◆ **Description of the task**: Find the line containing "Question. Identify every instance of the flowing". Return it and every line after it, unchanged, up to and including the last line.

◆ **Task data**:
==================================================

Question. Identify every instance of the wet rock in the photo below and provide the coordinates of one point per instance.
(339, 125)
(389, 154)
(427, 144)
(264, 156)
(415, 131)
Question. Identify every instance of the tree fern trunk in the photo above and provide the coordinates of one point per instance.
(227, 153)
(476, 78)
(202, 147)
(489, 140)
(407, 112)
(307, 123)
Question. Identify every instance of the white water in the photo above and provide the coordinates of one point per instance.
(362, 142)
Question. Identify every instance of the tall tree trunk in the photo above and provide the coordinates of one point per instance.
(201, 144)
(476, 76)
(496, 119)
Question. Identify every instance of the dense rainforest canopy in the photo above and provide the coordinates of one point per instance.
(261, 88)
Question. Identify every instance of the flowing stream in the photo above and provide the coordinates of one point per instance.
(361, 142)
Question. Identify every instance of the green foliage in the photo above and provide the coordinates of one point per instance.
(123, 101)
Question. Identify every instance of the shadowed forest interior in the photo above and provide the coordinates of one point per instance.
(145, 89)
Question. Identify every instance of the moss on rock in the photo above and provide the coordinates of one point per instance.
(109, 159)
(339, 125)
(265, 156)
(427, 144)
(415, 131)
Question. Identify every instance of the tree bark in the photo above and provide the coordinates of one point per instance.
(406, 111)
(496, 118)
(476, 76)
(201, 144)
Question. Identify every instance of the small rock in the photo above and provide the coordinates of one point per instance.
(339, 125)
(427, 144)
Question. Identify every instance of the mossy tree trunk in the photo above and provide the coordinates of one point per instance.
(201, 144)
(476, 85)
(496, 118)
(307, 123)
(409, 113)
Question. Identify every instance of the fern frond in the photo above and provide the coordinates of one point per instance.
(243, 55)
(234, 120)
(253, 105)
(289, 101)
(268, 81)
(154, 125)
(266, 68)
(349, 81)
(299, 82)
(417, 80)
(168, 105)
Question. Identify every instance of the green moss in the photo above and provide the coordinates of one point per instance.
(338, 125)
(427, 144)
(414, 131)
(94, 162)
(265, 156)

==================================================

◆ **Full solution**:
Question. Identify every instance of the flowing stream in the photo above and provide the coordinates of one point per instance.
(361, 142)
Question. Identify every instance of the green foliage in the photo above and provide the coordinates of one point per instance.
(123, 101)
Question. Identify every instance of the shadowed forest interior in the photo above and provide the coordinates of one point per instance.
(145, 89)
Question. Identify every instance of the moss on rock in the photo above and provide the coordinates of one point per instance.
(109, 159)
(339, 125)
(265, 156)
(427, 144)
(415, 131)
Question. Identify every instance of the tree bark in the photo above and provide the coordinates of one point per instance.
(406, 111)
(496, 118)
(476, 76)
(201, 144)
Question. Identify every instance of the small rock in the photo above and provide the coordinates of one point per instance.
(339, 125)
(427, 144)
Question. Identify every instance of the mossy tree trunk in the photo above and provide the coordinates of one point per instance.
(201, 144)
(476, 85)
(496, 118)
(307, 123)
(409, 113)
Question. Identify every instance of the fern frond in the photo above and provide the coordinates of one point per instance.
(243, 55)
(234, 120)
(253, 105)
(289, 101)
(268, 81)
(154, 125)
(266, 68)
(349, 81)
(299, 82)
(417, 80)
(168, 105)
Question. Identify every instance of the green moss in the photo above and provide the coordinates of one point per instance.
(338, 125)
(427, 144)
(414, 131)
(94, 162)
(265, 156)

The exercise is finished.